**Written exercise 1**
In the entries, switch "stroller wheel" to "pram wheel" and reproduce the stretch from the line containing "look for black beanie hat" through the end of the entries, with everything else unchanged.

Will Living Off Annuities in Early Railroad Retirement Break My Current Connection?
Tier 1 Video Annuity Retirement Financial PlanningWill Retiring at 57 and Living Off Annuities Break My Current Connection?
Welcome back to another edition of the Highball Advisors Railroad Retirement Mailbag! I’m John McNamara, founder of Highball Advisors, and today’s question comes in from Chris S., who’s planning a unique retirement strategy.
Chris asks:
“I’m planning to retire at 57 with 25 years of service. I want to live off my investment annuities from age 57 to 62, then begin collecting my Railroad Retirement at 62. Will this break my current connection?”
Great question, Chris—and one that a lot of early retirees ask.
Let’s break it down:
Understanding the "Current Connection" Rule
The Current Connection is a critical piece of your Railroad Retirement benefits. It helps determine your eligibility for certain Tier 2 survivor benefits and whether you qualify for railroad-specific benefits versus Social Security.
Here’s the key rule:
✅ You must have 12 months of railroad service in the 30 months immediately before your retirement.
That’s what the RRB (Railroad Retirement Board) looks at when evaluating your current connection.
Will Living Off Annuities Break the Current Connection?
In your case, retiring at 57 with 25 years of service and living off annuities until 62 should not break your current connection as long as you don’t take another W-2 job outside the railroad industry during that time.
🚫 Taking a W-2 position with a non-railroad employer is the biggest risk to breaking your current connection. ✅ Living off investments, annuities, or passive income is perfectly fine and will not impact your current connection.
So if you're just drawing from your investment accounts and not working in a non-railroad W-2 role, you should be in the clear.
Should You Wait Until 62—or Work a Few More Years?
That’s a separate question—and one worth considering.
Since you have 25 years of service, you’re not eligible for the 30/60 full retirement benefit that long-time railroaders enjoy. You may want to run the numbers to see if working just a few more years to reach 30 years of service is worth it financially.
Even if you don’t go all the way to 30 years, extending your working years to increase your Tier 2 benefits might be worth considering.

(Image annotation records)
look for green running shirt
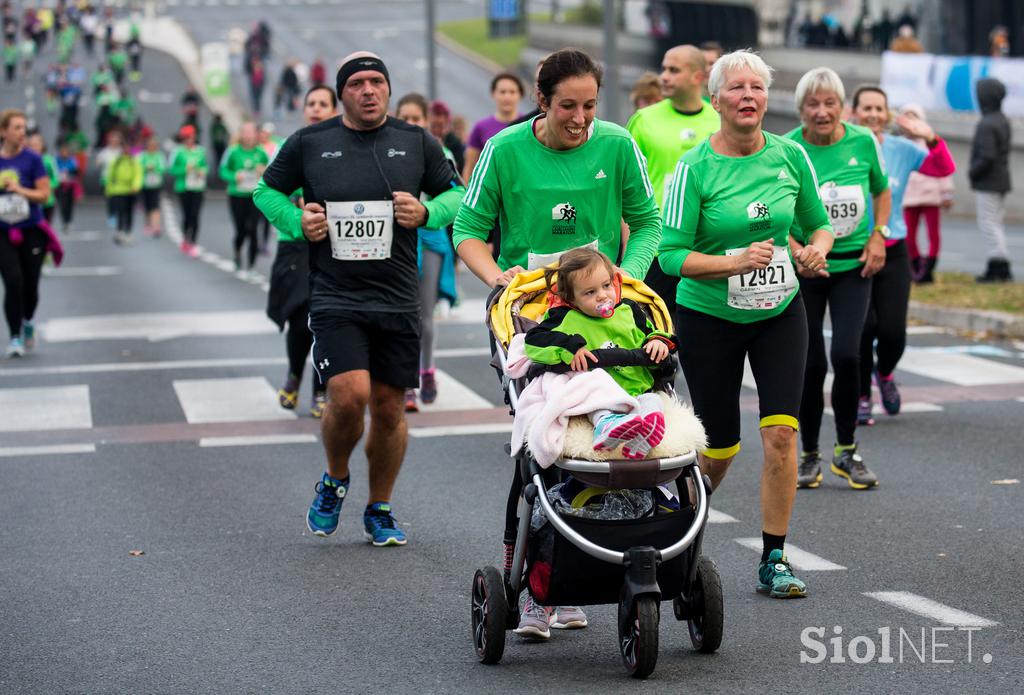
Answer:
[453,117,662,277]
[626,99,721,208]
[657,133,831,323]
[785,121,889,272]
[219,143,270,198]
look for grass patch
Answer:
[437,14,547,69]
[910,272,1024,314]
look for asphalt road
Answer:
[0,8,1024,693]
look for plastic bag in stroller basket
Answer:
[526,507,693,606]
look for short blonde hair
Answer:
[708,48,772,96]
[794,68,846,113]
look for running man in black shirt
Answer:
[254,51,465,546]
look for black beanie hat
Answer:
[335,55,391,98]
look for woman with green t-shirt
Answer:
[786,68,892,490]
[657,51,833,599]
[135,135,167,236]
[453,48,662,639]
[169,125,209,258]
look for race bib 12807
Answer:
[725,246,797,309]
[327,201,394,261]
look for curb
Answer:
[140,16,245,132]
[434,32,507,74]
[908,301,1024,339]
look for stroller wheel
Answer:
[472,567,509,663]
[618,596,658,679]
[687,556,725,654]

**Written exercise 2**
Answer these questions from the railroad retirement article:
(a) With how many years of service does Chris plan to retire at 57?
(b) According to the key rule, how much railroad service must you have, and within what period?
(c) What does the article call the biggest risk to breaking the current connection?

**Full answer 1**
look for black beanie hat
Answer:
[335,55,391,98]
look for woman with green t-shirt
Answer:
[786,68,892,490]
[657,51,833,599]
[135,135,167,236]
[453,48,662,639]
[169,125,209,258]
look for race bib 12807
Answer:
[725,246,797,309]
[327,201,394,261]
look for curb
Answer:
[140,16,245,132]
[434,32,507,74]
[908,301,1024,339]
look for pram wheel
Answer:
[472,567,509,663]
[618,596,658,679]
[687,556,725,654]

**Full answer 2**
(a) 25 years.
(b) 12 months of railroad service in the 30 months immediately before retirement.
(c) Taking a W-2 position with a non-railroad employer.